- PROBLEM REQUIREMENTS: Begin at the first of the lines below and stop after the line that has "[229, 60, 241, 69]". Give those lines as a Markdown table with the columns Row and Line, numbering each row and leaving out blank lines.

- DATA EXTRACT:
..............................

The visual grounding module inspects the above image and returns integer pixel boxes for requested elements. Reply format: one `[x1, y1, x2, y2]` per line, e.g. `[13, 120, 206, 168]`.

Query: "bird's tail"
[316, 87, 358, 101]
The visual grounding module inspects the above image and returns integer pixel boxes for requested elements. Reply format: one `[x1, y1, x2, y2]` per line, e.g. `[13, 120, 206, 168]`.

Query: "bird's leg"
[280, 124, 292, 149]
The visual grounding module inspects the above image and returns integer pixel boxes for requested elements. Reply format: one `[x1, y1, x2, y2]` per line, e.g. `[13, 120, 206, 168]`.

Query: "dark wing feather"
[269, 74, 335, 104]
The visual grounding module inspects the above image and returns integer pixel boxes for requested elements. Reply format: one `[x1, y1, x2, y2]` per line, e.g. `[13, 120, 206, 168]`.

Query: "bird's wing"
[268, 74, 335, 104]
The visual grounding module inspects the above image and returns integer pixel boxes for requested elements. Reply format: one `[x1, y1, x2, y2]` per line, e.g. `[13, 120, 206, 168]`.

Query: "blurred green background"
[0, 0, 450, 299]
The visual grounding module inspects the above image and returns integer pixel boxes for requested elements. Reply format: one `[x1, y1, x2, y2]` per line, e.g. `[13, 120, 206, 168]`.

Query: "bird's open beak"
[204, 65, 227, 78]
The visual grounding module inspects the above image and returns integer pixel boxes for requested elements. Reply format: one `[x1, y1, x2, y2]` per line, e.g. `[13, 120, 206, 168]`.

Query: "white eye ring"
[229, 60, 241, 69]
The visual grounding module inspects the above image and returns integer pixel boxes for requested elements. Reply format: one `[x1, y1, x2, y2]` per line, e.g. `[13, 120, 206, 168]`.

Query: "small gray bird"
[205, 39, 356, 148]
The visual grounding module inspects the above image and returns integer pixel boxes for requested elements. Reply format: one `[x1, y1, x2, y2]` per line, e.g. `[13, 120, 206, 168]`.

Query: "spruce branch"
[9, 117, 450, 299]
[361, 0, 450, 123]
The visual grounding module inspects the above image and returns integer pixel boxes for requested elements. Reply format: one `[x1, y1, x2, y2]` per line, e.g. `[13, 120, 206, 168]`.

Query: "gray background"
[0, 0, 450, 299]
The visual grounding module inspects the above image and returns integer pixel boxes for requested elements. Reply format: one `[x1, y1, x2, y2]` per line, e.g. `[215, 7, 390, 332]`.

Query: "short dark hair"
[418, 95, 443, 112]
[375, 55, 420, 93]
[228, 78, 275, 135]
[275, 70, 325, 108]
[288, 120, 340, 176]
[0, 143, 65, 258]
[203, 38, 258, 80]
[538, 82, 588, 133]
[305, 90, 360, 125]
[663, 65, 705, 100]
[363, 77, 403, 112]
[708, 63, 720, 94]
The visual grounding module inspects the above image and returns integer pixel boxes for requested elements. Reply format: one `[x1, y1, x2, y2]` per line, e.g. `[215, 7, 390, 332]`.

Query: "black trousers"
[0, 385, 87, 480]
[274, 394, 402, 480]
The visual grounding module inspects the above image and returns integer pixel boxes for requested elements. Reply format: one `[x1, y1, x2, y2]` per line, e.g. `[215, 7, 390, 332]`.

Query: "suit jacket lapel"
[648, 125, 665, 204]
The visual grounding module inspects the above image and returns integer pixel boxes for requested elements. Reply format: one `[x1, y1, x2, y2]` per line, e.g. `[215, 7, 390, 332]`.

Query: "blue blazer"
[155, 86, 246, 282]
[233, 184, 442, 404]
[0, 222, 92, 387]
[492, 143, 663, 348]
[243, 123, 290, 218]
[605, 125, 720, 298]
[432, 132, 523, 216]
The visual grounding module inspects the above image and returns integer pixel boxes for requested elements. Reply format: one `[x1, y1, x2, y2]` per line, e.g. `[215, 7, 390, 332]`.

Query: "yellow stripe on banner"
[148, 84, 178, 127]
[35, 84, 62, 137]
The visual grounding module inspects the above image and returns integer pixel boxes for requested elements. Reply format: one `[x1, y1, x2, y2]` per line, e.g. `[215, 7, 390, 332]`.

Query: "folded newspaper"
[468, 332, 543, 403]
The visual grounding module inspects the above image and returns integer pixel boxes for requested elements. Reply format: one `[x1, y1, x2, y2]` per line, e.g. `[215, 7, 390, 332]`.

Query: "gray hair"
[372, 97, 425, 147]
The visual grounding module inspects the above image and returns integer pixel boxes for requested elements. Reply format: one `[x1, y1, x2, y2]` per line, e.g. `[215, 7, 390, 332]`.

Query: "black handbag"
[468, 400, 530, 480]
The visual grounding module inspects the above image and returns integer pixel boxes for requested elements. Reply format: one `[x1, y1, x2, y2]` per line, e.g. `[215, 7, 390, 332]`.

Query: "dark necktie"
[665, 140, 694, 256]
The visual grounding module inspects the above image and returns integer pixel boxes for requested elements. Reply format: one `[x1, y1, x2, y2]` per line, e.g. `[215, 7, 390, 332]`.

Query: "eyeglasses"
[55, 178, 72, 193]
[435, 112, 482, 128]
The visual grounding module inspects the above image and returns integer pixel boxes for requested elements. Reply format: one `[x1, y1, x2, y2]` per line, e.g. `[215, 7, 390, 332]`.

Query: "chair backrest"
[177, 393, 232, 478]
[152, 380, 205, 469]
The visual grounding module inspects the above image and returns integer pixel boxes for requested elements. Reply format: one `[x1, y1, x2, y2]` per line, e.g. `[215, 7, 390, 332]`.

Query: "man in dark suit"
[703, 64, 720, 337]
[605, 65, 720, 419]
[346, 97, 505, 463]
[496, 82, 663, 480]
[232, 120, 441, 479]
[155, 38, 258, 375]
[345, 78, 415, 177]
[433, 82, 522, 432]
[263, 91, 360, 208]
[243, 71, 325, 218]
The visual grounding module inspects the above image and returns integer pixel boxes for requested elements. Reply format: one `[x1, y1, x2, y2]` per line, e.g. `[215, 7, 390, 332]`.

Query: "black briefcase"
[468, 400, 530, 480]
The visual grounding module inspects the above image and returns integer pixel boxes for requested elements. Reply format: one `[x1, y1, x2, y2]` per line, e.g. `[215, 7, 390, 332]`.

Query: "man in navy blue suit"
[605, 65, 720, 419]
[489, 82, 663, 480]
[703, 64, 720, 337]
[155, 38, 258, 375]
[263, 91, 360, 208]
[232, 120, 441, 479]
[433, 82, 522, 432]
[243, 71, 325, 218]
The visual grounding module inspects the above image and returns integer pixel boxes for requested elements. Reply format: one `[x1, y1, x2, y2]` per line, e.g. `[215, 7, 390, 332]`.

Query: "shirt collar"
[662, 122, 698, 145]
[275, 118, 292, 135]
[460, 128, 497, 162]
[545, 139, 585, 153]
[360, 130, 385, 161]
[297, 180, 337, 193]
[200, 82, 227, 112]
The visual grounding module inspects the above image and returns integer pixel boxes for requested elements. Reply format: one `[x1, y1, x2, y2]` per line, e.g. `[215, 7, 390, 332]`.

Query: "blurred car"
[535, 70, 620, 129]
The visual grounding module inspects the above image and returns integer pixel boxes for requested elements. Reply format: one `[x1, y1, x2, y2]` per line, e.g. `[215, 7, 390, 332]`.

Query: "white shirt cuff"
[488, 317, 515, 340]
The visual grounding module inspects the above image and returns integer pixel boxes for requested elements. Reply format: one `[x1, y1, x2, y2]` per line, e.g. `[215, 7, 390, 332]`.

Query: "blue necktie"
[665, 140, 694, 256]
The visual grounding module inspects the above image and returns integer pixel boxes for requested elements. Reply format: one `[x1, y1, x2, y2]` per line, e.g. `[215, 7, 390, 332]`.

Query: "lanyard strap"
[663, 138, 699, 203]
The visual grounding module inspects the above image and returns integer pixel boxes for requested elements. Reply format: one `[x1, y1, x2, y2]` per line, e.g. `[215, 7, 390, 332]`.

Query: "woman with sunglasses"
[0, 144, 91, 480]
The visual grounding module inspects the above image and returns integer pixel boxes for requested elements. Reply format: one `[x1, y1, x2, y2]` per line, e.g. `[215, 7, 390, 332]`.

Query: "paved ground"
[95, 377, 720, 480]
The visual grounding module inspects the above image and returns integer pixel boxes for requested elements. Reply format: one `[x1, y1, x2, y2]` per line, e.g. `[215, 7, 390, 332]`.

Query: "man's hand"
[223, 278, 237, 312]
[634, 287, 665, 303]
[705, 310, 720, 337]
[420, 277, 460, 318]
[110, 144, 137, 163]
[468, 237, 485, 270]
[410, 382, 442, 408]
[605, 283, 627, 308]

..............................

- WRITTEN RESPONSE:
| Row | Line |
|---|---|
| 1 | The visual grounding module inspects the above image and returns integer pixel boxes for requested elements. Reply format: one `[x1, y1, x2, y2]` per line, e.g. `[13, 120, 206, 168]`. |
| 2 | Query: "bird's tail" |
| 3 | [316, 87, 358, 101] |
| 4 | The visual grounding module inspects the above image and returns integer pixel boxes for requested elements. Reply format: one `[x1, y1, x2, y2]` per line, e.g. `[13, 120, 206, 168]`. |
| 5 | Query: "bird's leg" |
| 6 | [280, 124, 292, 149] |
| 7 | The visual grounding module inspects the above image and returns integer pixel boxes for requested elements. Reply format: one `[x1, y1, x2, y2]` per line, e.g. `[13, 120, 206, 168]`. |
| 8 | Query: "dark wing feather" |
| 9 | [269, 74, 335, 104] |
| 10 | The visual grounding module inspects the above image and returns integer pixel boxes for requested elements. Reply format: one `[x1, y1, x2, y2]` per line, e.g. `[13, 120, 206, 168]`. |
| 11 | Query: "bird's wing" |
| 12 | [268, 74, 335, 104] |
| 13 | The visual grounding module inspects the above image and returns integer pixel boxes for requested elements. Reply format: one `[x1, y1, x2, y2]` per line, e.g. `[13, 120, 206, 168]`. |
| 14 | Query: "blurred green background" |
| 15 | [0, 0, 450, 299] |
| 16 | The visual grounding module inspects the above image and returns integer pixel boxes for requested elements. Reply format: one `[x1, y1, x2, y2]` per line, e.g. `[13, 120, 206, 168]`. |
| 17 | Query: "bird's open beak" |
| 18 | [204, 65, 227, 78] |
| 19 | The visual grounding module inspects the above image and returns integer pixel boxes for requested elements. Reply format: one `[x1, y1, x2, y2]` per line, e.g. `[13, 120, 206, 168]`. |
| 20 | Query: "white eye ring" |
| 21 | [229, 60, 241, 69] |